The exercise :: Copy out the records from their first line through the line containing "535 446 L 525", both ends included. Leave the pictures out of your copy.

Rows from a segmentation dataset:
====

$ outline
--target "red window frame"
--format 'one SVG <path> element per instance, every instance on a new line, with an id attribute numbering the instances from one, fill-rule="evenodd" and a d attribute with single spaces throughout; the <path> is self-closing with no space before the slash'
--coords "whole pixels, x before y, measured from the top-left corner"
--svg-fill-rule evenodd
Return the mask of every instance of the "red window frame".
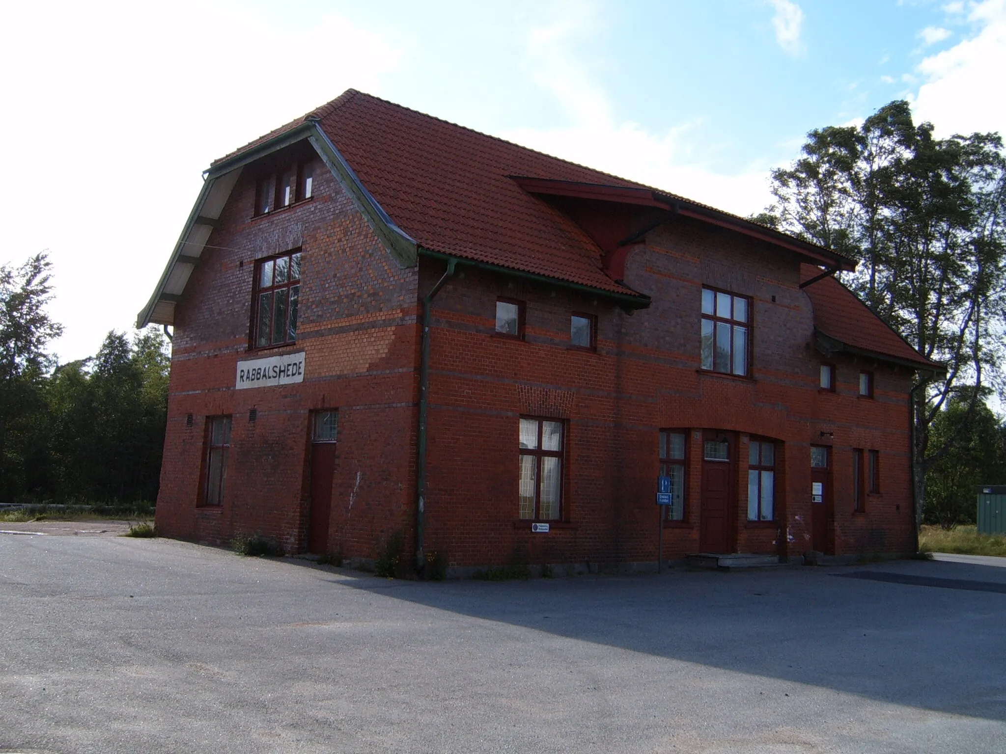
<path id="1" fill-rule="evenodd" d="M 283 262 L 281 265 L 280 262 Z M 256 260 L 255 286 L 252 294 L 252 327 L 249 349 L 259 350 L 288 346 L 297 342 L 297 318 L 300 310 L 302 252 L 295 248 L 286 253 Z M 279 270 L 284 268 L 283 281 Z M 294 277 L 294 274 L 297 276 Z M 269 285 L 265 285 L 265 284 Z M 282 296 L 282 299 L 281 299 Z M 281 306 L 280 302 L 286 302 Z M 268 309 L 266 309 L 268 307 Z M 269 312 L 268 320 L 265 319 Z M 277 331 L 278 315 L 283 317 L 282 333 Z M 263 334 L 263 327 L 268 333 Z"/>
<path id="2" fill-rule="evenodd" d="M 535 446 L 525 447 L 523 440 L 523 430 L 530 422 L 536 423 L 536 435 L 535 435 Z M 559 446 L 558 449 L 543 447 L 544 442 L 544 426 L 545 423 L 557 424 L 559 427 Z M 563 459 L 565 458 L 565 443 L 566 443 L 566 424 L 562 419 L 550 418 L 547 416 L 521 416 L 520 417 L 520 428 L 518 429 L 518 460 L 517 460 L 517 479 L 518 479 L 518 507 L 517 507 L 517 518 L 522 521 L 541 521 L 541 522 L 554 522 L 562 521 L 562 516 L 564 514 L 564 506 L 562 505 L 562 496 L 565 491 L 565 485 L 563 480 L 563 475 L 565 472 L 565 464 Z M 529 460 L 525 460 L 528 458 Z M 558 476 L 558 490 L 557 498 L 555 501 L 555 510 L 548 512 L 549 516 L 542 516 L 541 512 L 541 491 L 544 486 L 544 480 L 542 478 L 542 466 L 545 465 L 545 459 L 554 458 L 556 463 L 554 466 L 554 474 Z M 522 494 L 519 489 L 524 484 L 524 473 L 525 464 L 531 462 L 533 463 L 534 478 L 532 484 L 534 486 L 534 498 L 533 503 L 528 509 L 525 500 L 526 495 Z"/>
<path id="3" fill-rule="evenodd" d="M 500 330 L 500 314 L 499 305 L 509 304 L 517 308 L 517 332 L 507 333 L 506 331 Z M 505 299 L 502 296 L 496 299 L 496 335 L 500 338 L 512 338 L 513 340 L 522 341 L 524 340 L 524 302 L 519 299 Z"/>
<path id="4" fill-rule="evenodd" d="M 572 326 L 574 319 L 585 320 L 588 323 L 590 333 L 588 334 L 588 343 L 585 346 L 581 343 L 572 342 Z M 596 315 L 586 314 L 585 312 L 571 312 L 569 314 L 569 347 L 580 351 L 598 350 L 598 318 Z"/>
<path id="5" fill-rule="evenodd" d="M 880 492 L 880 451 L 870 450 L 866 456 L 866 480 L 871 495 Z"/>
<path id="6" fill-rule="evenodd" d="M 706 294 L 710 294 L 712 297 L 711 312 L 706 311 Z M 728 296 L 730 297 L 730 316 L 723 317 L 719 314 L 719 297 Z M 738 307 L 737 303 L 743 302 L 744 305 L 744 318 L 737 319 Z M 739 296 L 737 294 L 731 293 L 730 291 L 722 291 L 720 289 L 714 289 L 709 286 L 702 287 L 702 301 L 700 306 L 701 312 L 701 329 L 700 329 L 700 340 L 699 340 L 699 367 L 706 372 L 714 372 L 718 374 L 732 374 L 736 377 L 749 377 L 751 373 L 751 342 L 752 342 L 752 331 L 753 331 L 753 308 L 751 307 L 751 299 L 747 296 Z M 706 323 L 709 323 L 709 333 L 706 335 Z M 727 357 L 727 363 L 723 365 L 718 356 L 719 350 L 716 348 L 717 333 L 720 331 L 720 327 L 728 328 L 729 333 L 729 356 Z M 744 358 L 743 358 L 743 369 L 742 371 L 736 370 L 736 359 L 734 355 L 734 350 L 736 348 L 736 337 L 737 332 L 743 332 L 744 338 Z M 708 359 L 706 358 L 706 338 L 709 338 L 709 353 Z"/>
<path id="7" fill-rule="evenodd" d="M 829 375 L 828 386 L 827 387 L 825 387 L 824 385 L 821 384 L 821 382 L 823 382 L 823 380 L 821 379 L 821 376 L 824 374 L 824 370 L 826 370 L 826 369 L 828 370 L 828 375 Z M 818 370 L 818 384 L 820 385 L 820 388 L 822 390 L 824 390 L 826 392 L 829 392 L 829 393 L 835 392 L 835 375 L 836 375 L 837 371 L 838 370 L 835 369 L 835 365 L 834 364 L 829 364 L 828 362 L 824 362 L 823 364 L 821 364 L 821 368 L 820 368 L 820 370 Z"/>
<path id="8" fill-rule="evenodd" d="M 772 462 L 766 462 L 765 448 L 772 448 Z M 757 448 L 757 450 L 756 450 Z M 751 457 L 756 457 L 756 462 L 751 462 Z M 779 444 L 769 438 L 750 437 L 747 445 L 747 520 L 748 521 L 775 521 L 776 520 L 776 460 L 779 457 Z M 751 477 L 751 475 L 757 477 Z M 763 517 L 765 508 L 765 475 L 772 475 L 772 516 Z M 756 518 L 751 518 L 751 482 L 758 479 L 754 485 L 757 500 L 754 501 Z"/>
<path id="9" fill-rule="evenodd" d="M 866 378 L 866 392 L 863 392 L 863 377 Z M 862 371 L 859 373 L 859 397 L 860 398 L 872 398 L 873 397 L 873 372 Z"/>
<path id="10" fill-rule="evenodd" d="M 681 437 L 681 456 L 673 454 L 671 436 Z M 657 455 L 660 460 L 660 476 L 671 478 L 671 493 L 680 498 L 680 502 L 670 506 L 663 506 L 666 512 L 663 514 L 665 521 L 683 522 L 686 520 L 685 501 L 686 490 L 688 489 L 688 430 L 687 429 L 661 429 L 657 445 Z M 675 489 L 677 488 L 677 489 Z M 672 498 L 673 503 L 673 498 Z"/>
<path id="11" fill-rule="evenodd" d="M 863 448 L 852 448 L 852 510 L 866 513 L 866 468 L 863 465 Z"/>
<path id="12" fill-rule="evenodd" d="M 205 472 L 201 505 L 207 508 L 219 508 L 223 505 L 227 456 L 230 451 L 230 425 L 229 414 L 206 417 L 206 453 L 203 461 Z"/>

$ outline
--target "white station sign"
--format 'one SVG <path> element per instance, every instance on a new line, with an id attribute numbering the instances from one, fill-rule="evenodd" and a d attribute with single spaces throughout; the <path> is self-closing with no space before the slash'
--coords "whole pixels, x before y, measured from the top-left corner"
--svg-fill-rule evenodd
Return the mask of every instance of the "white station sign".
<path id="1" fill-rule="evenodd" d="M 304 352 L 237 362 L 234 388 L 270 387 L 304 382 Z"/>

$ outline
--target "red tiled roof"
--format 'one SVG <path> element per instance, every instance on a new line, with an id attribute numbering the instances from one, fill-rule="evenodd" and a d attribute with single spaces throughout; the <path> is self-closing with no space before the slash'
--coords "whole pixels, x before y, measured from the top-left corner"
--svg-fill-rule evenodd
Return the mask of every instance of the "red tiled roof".
<path id="1" fill-rule="evenodd" d="M 802 280 L 809 280 L 820 273 L 821 269 L 812 264 L 800 265 Z M 920 366 L 942 367 L 909 346 L 855 294 L 834 277 L 824 277 L 804 291 L 814 306 L 814 327 L 830 338 L 860 351 L 890 356 Z"/>
<path id="2" fill-rule="evenodd" d="M 420 245 L 463 258 L 638 296 L 606 274 L 601 249 L 579 225 L 524 191 L 508 176 L 647 191 L 653 191 L 652 187 L 486 136 L 355 89 L 348 89 L 213 165 L 308 120 L 320 122 L 360 182 L 395 224 Z M 736 219 L 746 222 L 744 218 Z"/>

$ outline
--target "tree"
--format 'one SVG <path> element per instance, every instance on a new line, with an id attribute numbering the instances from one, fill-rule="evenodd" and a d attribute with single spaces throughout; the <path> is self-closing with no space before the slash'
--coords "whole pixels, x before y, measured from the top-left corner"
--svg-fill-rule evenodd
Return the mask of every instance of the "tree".
<path id="1" fill-rule="evenodd" d="M 16 269 L 0 266 L 0 490 L 6 495 L 24 489 L 25 446 L 53 364 L 45 349 L 62 332 L 45 311 L 50 268 L 44 251 Z"/>
<path id="2" fill-rule="evenodd" d="M 934 444 L 950 438 L 949 449 L 928 472 L 926 519 L 951 529 L 974 524 L 980 485 L 1006 484 L 1006 425 L 984 403 L 971 417 L 968 395 L 955 395 L 933 421 Z"/>
<path id="3" fill-rule="evenodd" d="M 1006 159 L 998 134 L 936 139 L 905 102 L 859 127 L 808 134 L 803 157 L 773 171 L 775 203 L 752 219 L 829 246 L 861 264 L 844 281 L 946 379 L 912 392 L 916 524 L 927 474 L 968 430 L 982 386 L 1002 386 L 1006 315 Z M 951 396 L 968 403 L 954 433 L 935 438 Z M 939 440 L 939 441 L 935 441 Z"/>

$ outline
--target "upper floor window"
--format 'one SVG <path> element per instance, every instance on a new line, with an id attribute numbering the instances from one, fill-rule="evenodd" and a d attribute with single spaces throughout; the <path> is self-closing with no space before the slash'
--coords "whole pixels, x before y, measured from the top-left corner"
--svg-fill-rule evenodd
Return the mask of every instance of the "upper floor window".
<path id="1" fill-rule="evenodd" d="M 821 389 L 835 390 L 835 366 L 833 364 L 821 365 Z"/>
<path id="2" fill-rule="evenodd" d="M 520 419 L 520 518 L 555 521 L 562 501 L 562 422 Z"/>
<path id="3" fill-rule="evenodd" d="M 314 165 L 293 163 L 259 179 L 255 213 L 264 215 L 295 202 L 310 199 L 314 190 Z"/>
<path id="4" fill-rule="evenodd" d="M 750 301 L 702 289 L 702 369 L 745 376 Z"/>
<path id="5" fill-rule="evenodd" d="M 513 299 L 496 301 L 496 332 L 511 338 L 524 337 L 524 302 Z"/>
<path id="6" fill-rule="evenodd" d="M 859 394 L 864 398 L 873 397 L 873 372 L 859 373 Z"/>
<path id="7" fill-rule="evenodd" d="M 660 430 L 660 476 L 671 478 L 671 505 L 664 506 L 669 521 L 685 518 L 685 437 L 684 432 Z"/>
<path id="8" fill-rule="evenodd" d="M 256 348 L 282 346 L 297 340 L 300 291 L 300 251 L 257 262 L 252 337 Z"/>
<path id="9" fill-rule="evenodd" d="M 747 520 L 772 521 L 776 503 L 776 443 L 752 439 L 747 452 Z"/>
<path id="10" fill-rule="evenodd" d="M 594 315 L 574 314 L 569 318 L 569 342 L 592 351 L 597 344 L 598 320 Z"/>

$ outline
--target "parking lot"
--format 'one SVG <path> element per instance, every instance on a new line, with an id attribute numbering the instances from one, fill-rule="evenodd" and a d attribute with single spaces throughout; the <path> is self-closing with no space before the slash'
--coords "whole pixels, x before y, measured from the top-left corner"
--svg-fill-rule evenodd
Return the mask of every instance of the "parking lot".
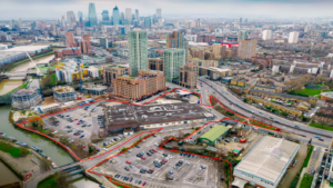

====

Solution ::
$ outline
--target "red window frame"
--format 'one SVG <path> element per instance, every instance on a new line, with an id attribute numbering the instances from one, fill-rule="evenodd" and a d attribute with single spaces throughout; the <path> is self-closing with no space before the slash'
--coords "whole pixels, x before y, measured from the top-left corner"
--svg-fill-rule evenodd
Return the mask of every instance of the "red window frame".
<path id="1" fill-rule="evenodd" d="M 283 262 L 281 265 L 280 262 Z M 256 260 L 255 286 L 252 294 L 252 327 L 249 349 L 259 350 L 288 346 L 297 342 L 297 318 L 300 310 L 302 252 L 295 248 L 286 253 Z M 279 270 L 284 268 L 283 281 Z M 294 277 L 294 274 L 297 276 Z M 269 285 L 265 285 L 265 284 Z M 282 296 L 282 299 L 281 299 Z M 281 306 L 280 302 L 286 302 Z M 268 309 L 266 309 L 268 307 Z M 269 312 L 268 320 L 265 319 Z M 277 331 L 278 315 L 283 317 L 282 333 Z M 263 334 L 263 327 L 268 333 Z"/>
<path id="2" fill-rule="evenodd" d="M 535 446 L 525 447 L 523 440 L 523 430 L 530 422 L 536 423 L 536 435 L 535 435 Z M 559 446 L 558 449 L 543 447 L 544 442 L 544 426 L 545 423 L 557 424 L 559 427 Z M 563 459 L 565 458 L 565 443 L 566 443 L 566 424 L 562 419 L 550 418 L 547 416 L 521 416 L 520 417 L 520 428 L 518 429 L 518 460 L 517 460 L 517 479 L 518 479 L 518 507 L 517 507 L 517 518 L 522 521 L 541 521 L 541 522 L 554 522 L 562 521 L 562 516 L 564 514 L 564 506 L 562 505 L 562 496 L 565 491 L 565 485 L 563 480 L 563 475 L 565 472 L 565 464 Z M 529 460 L 525 460 L 528 458 Z M 558 476 L 558 490 L 557 498 L 555 501 L 555 510 L 548 512 L 549 516 L 542 516 L 541 512 L 541 491 L 544 486 L 544 480 L 542 478 L 542 466 L 545 465 L 545 459 L 554 458 L 556 463 L 554 466 L 554 474 Z M 522 494 L 519 489 L 524 484 L 524 473 L 525 464 L 531 462 L 533 463 L 534 478 L 532 484 L 534 486 L 534 498 L 533 503 L 528 509 L 525 500 L 526 495 Z"/>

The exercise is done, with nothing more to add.